What needs to be done:
Take the entries below and print all of them exactly, please.

Point annotation dataset records:

[start]

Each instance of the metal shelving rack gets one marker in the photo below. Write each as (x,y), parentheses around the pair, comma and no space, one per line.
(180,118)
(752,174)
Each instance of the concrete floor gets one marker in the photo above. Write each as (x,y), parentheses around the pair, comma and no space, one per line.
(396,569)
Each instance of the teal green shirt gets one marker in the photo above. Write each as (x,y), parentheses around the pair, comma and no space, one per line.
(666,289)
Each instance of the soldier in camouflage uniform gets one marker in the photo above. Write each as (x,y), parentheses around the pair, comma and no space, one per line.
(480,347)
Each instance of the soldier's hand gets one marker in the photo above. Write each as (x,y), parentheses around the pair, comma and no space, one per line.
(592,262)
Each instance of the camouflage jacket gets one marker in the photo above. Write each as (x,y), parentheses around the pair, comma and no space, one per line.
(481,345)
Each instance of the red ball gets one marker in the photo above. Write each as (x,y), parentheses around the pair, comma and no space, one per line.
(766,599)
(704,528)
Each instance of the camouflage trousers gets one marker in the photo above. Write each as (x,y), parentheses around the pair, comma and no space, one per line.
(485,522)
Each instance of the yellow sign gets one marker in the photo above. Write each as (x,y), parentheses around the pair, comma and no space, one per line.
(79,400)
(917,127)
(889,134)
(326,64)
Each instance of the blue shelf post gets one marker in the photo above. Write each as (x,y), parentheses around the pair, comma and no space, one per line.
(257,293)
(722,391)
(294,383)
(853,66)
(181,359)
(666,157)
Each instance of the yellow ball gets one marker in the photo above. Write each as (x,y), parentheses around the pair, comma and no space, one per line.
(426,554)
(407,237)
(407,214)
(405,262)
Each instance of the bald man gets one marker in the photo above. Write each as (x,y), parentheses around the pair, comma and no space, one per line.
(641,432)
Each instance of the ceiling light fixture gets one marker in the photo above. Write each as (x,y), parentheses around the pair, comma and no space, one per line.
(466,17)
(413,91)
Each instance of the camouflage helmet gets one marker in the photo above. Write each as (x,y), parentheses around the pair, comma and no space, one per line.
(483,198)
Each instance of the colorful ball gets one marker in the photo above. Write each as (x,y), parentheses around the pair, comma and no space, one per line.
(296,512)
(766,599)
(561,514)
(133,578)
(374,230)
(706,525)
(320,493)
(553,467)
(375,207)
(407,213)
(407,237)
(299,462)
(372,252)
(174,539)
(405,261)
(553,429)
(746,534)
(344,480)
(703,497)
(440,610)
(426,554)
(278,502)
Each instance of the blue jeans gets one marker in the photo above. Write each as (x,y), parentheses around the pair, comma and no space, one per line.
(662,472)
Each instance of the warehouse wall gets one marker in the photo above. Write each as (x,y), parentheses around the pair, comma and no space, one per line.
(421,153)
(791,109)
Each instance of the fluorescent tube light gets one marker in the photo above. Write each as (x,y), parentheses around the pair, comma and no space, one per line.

[end]

The solution:
Each instance of the metal shelving rack gets one marker in the photo below. Write each as (x,y), parentheses around the pair, comma and no space, one per line.
(180,118)
(752,174)
Each instance of the concrete floor gets one marker in the photo above. Write each as (x,y), parentheses around the pair, comma and no space, one per line.
(396,569)
Each instance of the teal green shirt gets one marker in the photo above. Write each as (x,y), parentheses around the pair, comma and no space, one per line.
(666,289)
Each instance of the soldier in camouflage uniform gets one marker in the photo above. Write each as (x,y), parentheses around the pair, comma and no space, one per line.
(480,347)
Each instance of the soldier's hand gets one marker in the photo above. Write each as (x,y), parentheses around the pair, comma and no space, one per line.
(592,262)
Each instance of the camouflage jacket gets one marker in the photo above. Write each as (x,y), parentheses around the pair, comma and no space, one per line.
(481,345)
Each instance of the red ball gets one marker in the photo above. Write each as (x,y), parentheses around the pair, comma and no space, one per line.
(766,599)
(704,528)
Each instance of the camouflage trousers gets one marker in the photo above. Write each as (x,y), parentheses around the pair, comma and no space, one per line.
(485,522)
Each instance of the yellow sign gets one marker in the photo above. Write each as (x,y), parentheses around the pair, comma and no space, one per line.
(79,400)
(917,127)
(889,134)
(326,64)
Each instance of the blue shelf post gets one marker in the photo above. Write each as (x,y), parentheses around the pair, comma and no space, one per line.
(257,293)
(722,391)
(294,383)
(853,66)
(181,359)
(666,157)
Each instance of the yellow ball gets one marker in the photo above. Write each as (x,y), parentheses around the pair, comma and no space, one per line.
(426,554)
(407,237)
(407,214)
(405,262)
Each instance of the bald man gets one marker in the photo above. Write each as (x,y), parentheses around the pair, comma and no space, one per line.
(641,432)
Each instance of the ceiling light fixture gets one marker in the photo above. Write each as (x,y), parentheses around the pair, comma and no space, one per line.
(466,17)
(413,91)
Each instance of the camouflage helmet gets one marker in the photo above. Write each as (x,y), parentheses around the pair, comma and no space, one per line.
(483,198)
Each instance of the colorful ball gets one marker in the photo above. Write each as (x,y), parentheses around the pair, comma and no space, one per line.
(296,512)
(766,599)
(561,514)
(133,578)
(374,230)
(706,525)
(320,493)
(553,467)
(375,207)
(407,213)
(407,237)
(299,462)
(372,252)
(174,539)
(405,261)
(553,429)
(746,534)
(344,480)
(703,497)
(440,610)
(426,554)
(278,502)
Each instance of the blue jeans gets one marker in the photo above. Write each as (x,y), parentheses around the pair, comma and no space, one per line.
(662,472)
Each instance of the warehouse wall gets one marker in the photo above. Write each as (x,y), parentheses around the pair, comma and no space, one per line.
(421,153)
(791,109)
Each instance of the fluorescent tube light gets one marker in the photo above. Write each as (x,y), parentheses around the pair, comma and no space, one per line.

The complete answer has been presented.